··· Extract to read

School work - 1946

Self-examination with a weighty purpose

I am white and female. I am privileged. I am Oklahoman. I am American. I come from a place where the past is uncomfortable, painful, shameful, and unspoken. The traditions I come from rely on compartmentalization and denial. The culture taught to me was to cover feelings, to move on to move forward. I have a lot of Work to do.

The Work: the Work is mine. I have to figure it out. No one can tell me what to do for the Work, but they can help me find it. They can help me know myself, articulate my intrinsic knowledge. I find the Work when I find hard truths- the parts of myself and my history that make me cry or shake or freeze or swallow hard. When I identify these places, I have found what I must confront. These are aspects of myself that are scary for me to venture into, but they are same areas that, if not reconciled, make me dangerous and harmful to others. 

What sort of frightening messages do these truths hold (and how do I know when I am close to them)? They tell me I am stupid and wrong (I convince myself I am right). They tell me I am weak and vulnerable (I make myself impenetrable). They tell me I am not good enough (I think, at least I’m better than you). They tell me I am unworthy of love (I project that on to you, too).

······
··· Source data

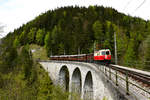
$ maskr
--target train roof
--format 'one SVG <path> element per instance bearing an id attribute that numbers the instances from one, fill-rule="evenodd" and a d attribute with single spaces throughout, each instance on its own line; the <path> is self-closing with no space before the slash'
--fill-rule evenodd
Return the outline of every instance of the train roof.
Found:
<path id="1" fill-rule="evenodd" d="M 79 54 L 79 55 L 56 55 L 56 56 L 50 56 L 50 57 L 79 57 L 79 56 L 85 56 L 86 54 Z"/>

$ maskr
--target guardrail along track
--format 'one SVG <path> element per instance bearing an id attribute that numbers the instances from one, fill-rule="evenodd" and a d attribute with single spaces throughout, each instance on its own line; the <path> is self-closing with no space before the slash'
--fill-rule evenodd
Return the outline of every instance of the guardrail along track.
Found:
<path id="1" fill-rule="evenodd" d="M 132 77 L 136 81 L 142 82 L 142 84 L 144 86 L 150 87 L 150 75 L 140 73 L 140 72 L 136 72 L 136 71 L 131 71 L 131 70 L 128 70 L 128 69 L 115 67 L 115 65 L 109 65 L 109 67 L 111 67 L 114 70 L 117 70 L 117 71 L 121 72 L 122 74 L 128 74 L 129 77 Z"/>

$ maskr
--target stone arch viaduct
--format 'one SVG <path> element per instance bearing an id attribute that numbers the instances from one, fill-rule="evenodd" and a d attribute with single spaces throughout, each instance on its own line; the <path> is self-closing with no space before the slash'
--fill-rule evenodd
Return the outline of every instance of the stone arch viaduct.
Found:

······

Problem: Please write the next part of the essay on self-examination, picking up after its final sentence about feeling unworthy of love. The records can be set aside; nothing here depends on them.

Answer box:
It takes courage to do the work of breaking through defenses that I put up to then do even more work on repairing parts of myself that hurt. In the past, I surely tried to breeze by these painful parts of my life or my mind. Maybe I drank. Maybe I shopped. Maybe I busied myself. Maybe I moved away. Maybe I found someone to love me. Maybe I blamed them when the pain resurfaced. Maybe I didn’t want to face it, and I kept reaching outside for something or someone to heal me.

Now is the time to do the Work. My country, my culture, my workplace, and my family are shifting. Hidden internal conflicts are coming to a head all around us.

Collectively, we have to resolve years of festering neglect to our interconnected social and environmental systems. We have to find a way to reshape our world so that we can, quite literally, survive. COVID-19, racism and prejudice, and climate change are threats to us all. Our social structure, our collective uncomfortable history and painful truths must be confronted in order to move forward. To do this, we need brutal honesty and humility at the individual level. I have to do my WORK.

I, along with the rest, am called on to do the Work. As one causing harm, I am called on to do disproportionately more of the heavy lifting. I have to. It can only be done by me, because it is my heart, my mind, and my actions that have to change. It doesn’t mean anything if I try to get the answers from someone else. Deep down, I know what I have to do, or at least where I have to start.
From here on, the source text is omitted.